### Exercise objective
This exercise asks for a copy of each line in the records below with the word "background" in it.

─── Information

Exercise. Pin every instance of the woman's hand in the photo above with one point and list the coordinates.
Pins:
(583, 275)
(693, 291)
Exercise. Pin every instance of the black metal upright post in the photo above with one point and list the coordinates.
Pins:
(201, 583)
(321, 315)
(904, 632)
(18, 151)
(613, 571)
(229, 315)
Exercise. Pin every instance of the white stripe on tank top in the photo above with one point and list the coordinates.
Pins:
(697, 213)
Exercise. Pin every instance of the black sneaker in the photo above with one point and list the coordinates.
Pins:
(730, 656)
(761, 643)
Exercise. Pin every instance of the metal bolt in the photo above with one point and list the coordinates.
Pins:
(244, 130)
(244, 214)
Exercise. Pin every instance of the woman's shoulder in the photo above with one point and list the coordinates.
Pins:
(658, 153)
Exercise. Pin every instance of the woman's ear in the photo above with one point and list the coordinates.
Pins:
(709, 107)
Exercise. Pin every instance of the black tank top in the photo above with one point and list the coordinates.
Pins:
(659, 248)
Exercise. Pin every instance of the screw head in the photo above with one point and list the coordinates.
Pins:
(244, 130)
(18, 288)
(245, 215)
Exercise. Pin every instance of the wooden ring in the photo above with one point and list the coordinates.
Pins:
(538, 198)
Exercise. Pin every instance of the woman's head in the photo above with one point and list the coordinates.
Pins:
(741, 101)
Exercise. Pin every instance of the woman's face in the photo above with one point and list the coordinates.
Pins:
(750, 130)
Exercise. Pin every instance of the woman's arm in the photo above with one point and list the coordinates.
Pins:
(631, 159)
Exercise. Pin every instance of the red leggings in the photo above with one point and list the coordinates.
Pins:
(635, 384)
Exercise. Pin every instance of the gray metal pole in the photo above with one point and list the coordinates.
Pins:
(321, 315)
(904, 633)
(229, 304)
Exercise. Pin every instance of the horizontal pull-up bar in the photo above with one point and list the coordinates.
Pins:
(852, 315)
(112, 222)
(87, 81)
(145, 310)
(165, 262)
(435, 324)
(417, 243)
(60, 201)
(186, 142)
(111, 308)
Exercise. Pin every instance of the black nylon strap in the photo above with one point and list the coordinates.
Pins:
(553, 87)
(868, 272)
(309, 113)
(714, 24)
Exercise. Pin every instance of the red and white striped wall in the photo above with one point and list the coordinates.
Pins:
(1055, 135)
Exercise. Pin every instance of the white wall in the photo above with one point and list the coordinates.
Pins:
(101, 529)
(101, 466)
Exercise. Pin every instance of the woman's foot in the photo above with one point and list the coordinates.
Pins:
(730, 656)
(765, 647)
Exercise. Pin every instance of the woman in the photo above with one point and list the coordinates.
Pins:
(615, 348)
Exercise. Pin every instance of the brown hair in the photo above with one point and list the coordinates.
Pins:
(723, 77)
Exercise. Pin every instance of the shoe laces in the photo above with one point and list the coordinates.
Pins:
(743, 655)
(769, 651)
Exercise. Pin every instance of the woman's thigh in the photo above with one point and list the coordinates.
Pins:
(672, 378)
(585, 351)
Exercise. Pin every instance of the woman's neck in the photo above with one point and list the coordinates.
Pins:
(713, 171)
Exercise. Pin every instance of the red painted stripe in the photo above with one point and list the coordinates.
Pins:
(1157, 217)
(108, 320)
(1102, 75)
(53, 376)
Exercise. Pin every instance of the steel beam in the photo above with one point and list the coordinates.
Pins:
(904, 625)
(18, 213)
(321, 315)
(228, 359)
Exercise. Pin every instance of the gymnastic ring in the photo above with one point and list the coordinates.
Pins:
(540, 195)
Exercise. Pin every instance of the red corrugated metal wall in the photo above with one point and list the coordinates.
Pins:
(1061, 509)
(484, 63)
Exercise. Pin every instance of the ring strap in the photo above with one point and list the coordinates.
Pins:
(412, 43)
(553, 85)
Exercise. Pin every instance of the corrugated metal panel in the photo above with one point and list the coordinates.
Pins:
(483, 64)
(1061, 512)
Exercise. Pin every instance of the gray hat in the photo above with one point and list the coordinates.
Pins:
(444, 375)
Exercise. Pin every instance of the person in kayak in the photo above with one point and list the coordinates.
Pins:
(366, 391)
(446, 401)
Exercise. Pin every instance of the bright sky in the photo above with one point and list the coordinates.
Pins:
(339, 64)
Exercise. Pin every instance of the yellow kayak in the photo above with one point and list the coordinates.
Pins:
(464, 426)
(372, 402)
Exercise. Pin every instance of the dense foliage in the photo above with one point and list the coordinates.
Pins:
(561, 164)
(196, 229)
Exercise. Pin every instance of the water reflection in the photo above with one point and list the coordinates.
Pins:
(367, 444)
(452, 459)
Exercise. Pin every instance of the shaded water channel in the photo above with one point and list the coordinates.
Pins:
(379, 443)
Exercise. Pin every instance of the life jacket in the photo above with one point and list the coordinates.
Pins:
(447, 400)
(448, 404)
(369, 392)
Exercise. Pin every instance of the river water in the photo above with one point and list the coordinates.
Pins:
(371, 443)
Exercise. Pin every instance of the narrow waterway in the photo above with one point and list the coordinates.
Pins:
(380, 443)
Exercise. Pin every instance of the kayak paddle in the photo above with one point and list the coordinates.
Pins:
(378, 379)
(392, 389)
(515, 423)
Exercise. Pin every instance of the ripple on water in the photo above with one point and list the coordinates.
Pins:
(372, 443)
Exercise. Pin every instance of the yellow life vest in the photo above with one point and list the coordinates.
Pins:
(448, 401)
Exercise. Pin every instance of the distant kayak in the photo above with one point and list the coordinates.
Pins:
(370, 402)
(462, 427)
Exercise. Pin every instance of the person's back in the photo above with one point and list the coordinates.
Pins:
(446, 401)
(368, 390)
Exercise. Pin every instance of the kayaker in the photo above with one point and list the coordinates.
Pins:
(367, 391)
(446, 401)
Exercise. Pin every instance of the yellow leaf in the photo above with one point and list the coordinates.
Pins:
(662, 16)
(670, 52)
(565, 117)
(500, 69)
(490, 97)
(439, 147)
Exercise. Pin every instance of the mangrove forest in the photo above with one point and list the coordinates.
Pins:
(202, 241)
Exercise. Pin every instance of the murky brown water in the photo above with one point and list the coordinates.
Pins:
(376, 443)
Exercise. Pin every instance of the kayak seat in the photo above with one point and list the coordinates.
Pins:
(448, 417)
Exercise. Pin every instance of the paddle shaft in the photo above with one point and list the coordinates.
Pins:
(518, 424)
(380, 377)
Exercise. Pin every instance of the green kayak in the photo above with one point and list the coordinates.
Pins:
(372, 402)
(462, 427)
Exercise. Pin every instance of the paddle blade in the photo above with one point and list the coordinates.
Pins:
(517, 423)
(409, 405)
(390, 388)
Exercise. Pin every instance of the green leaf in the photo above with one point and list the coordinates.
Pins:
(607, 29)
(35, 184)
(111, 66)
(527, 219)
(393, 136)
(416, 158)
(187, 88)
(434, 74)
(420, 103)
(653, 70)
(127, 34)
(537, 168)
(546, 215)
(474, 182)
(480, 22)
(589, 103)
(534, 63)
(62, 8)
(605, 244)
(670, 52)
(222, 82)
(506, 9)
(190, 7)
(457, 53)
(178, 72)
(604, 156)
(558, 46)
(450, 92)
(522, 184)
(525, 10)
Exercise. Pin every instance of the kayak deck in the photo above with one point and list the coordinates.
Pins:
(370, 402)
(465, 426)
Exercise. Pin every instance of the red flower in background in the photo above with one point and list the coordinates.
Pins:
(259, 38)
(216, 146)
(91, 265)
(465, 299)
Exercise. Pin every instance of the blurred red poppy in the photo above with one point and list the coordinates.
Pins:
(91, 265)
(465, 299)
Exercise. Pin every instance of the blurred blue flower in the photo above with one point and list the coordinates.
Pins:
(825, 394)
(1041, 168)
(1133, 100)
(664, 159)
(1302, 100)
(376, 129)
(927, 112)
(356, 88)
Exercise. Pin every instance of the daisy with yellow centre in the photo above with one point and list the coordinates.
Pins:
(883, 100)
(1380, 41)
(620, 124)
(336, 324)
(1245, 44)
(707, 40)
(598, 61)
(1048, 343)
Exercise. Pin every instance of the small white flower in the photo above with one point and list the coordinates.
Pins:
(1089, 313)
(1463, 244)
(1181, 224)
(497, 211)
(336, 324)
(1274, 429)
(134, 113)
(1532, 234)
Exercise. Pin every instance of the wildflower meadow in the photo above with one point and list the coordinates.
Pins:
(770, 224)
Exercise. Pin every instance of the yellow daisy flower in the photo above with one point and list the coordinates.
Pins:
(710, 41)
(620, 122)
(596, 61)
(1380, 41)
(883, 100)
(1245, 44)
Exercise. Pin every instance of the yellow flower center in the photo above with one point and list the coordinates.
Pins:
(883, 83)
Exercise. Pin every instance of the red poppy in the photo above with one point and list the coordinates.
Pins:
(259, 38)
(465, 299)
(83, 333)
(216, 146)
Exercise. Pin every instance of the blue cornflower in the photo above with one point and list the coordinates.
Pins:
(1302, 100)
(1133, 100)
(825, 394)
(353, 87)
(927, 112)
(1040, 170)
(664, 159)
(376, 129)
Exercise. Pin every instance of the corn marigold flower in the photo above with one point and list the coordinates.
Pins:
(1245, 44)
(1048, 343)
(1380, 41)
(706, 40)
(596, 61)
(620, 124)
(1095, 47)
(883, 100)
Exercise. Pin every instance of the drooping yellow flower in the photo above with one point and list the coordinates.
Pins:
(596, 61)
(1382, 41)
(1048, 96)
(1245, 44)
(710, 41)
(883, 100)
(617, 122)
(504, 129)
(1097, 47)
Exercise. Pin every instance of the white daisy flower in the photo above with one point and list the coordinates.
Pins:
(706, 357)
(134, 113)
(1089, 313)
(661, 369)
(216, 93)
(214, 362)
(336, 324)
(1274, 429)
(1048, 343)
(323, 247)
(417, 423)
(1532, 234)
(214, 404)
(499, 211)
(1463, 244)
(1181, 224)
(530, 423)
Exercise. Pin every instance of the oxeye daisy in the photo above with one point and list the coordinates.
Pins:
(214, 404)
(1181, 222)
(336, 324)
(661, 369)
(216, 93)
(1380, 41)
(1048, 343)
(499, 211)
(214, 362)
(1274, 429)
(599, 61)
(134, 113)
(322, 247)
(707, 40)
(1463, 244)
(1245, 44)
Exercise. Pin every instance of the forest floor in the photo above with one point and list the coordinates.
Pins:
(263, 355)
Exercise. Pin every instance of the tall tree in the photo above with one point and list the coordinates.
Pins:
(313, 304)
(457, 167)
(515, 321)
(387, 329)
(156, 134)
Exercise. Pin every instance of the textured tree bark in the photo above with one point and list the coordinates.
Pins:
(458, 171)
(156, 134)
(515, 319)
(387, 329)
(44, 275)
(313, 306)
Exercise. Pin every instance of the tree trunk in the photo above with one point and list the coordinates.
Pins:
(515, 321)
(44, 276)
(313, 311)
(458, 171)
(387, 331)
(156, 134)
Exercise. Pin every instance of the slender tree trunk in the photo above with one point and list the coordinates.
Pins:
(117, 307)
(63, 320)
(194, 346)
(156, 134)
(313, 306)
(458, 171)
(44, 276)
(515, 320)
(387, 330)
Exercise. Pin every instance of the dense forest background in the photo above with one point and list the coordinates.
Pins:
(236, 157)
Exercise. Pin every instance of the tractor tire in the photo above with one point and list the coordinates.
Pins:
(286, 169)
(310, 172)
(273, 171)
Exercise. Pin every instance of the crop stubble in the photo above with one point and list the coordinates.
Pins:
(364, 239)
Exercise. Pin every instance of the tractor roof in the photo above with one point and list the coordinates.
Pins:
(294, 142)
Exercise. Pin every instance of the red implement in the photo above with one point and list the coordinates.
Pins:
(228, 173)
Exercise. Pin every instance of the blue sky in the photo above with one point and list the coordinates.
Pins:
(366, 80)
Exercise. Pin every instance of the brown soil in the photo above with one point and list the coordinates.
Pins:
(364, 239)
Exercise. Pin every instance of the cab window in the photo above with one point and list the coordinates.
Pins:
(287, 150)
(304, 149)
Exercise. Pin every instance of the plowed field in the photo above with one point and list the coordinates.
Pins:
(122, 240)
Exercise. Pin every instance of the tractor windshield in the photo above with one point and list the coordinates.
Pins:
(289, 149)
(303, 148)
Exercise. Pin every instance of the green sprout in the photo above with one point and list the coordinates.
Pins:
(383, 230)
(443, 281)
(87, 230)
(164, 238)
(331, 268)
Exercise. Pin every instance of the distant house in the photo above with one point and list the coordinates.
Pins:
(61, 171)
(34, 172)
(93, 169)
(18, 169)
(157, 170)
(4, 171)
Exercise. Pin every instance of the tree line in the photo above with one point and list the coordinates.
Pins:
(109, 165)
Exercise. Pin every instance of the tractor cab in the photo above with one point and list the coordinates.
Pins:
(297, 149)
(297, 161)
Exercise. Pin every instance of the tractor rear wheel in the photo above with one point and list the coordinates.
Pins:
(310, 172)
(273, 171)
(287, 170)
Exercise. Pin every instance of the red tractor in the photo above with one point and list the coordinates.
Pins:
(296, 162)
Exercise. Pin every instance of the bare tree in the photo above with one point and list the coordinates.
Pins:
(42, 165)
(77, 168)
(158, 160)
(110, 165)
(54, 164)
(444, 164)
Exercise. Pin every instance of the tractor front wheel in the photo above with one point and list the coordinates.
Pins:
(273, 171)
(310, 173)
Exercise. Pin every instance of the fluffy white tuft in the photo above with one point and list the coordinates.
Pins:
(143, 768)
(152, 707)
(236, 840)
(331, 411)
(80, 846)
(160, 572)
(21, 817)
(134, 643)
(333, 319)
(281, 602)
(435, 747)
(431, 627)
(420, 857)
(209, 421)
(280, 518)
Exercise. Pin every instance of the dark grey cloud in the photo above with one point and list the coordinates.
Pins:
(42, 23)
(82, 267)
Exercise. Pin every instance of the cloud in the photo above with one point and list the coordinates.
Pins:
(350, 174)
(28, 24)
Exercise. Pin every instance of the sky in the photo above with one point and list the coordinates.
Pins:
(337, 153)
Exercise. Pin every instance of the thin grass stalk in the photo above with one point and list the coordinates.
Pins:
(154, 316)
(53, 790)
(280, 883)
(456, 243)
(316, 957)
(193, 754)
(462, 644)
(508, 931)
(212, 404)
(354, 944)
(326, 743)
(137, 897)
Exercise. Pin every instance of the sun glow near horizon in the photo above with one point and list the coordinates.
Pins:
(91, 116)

──────

### Task response
Exercise. Pin every instance of the red flower in background in the photo above with one point and list the coordinates.
Exercise. Pin every instance of the dense forest background in the photo above with one point and list the coordinates.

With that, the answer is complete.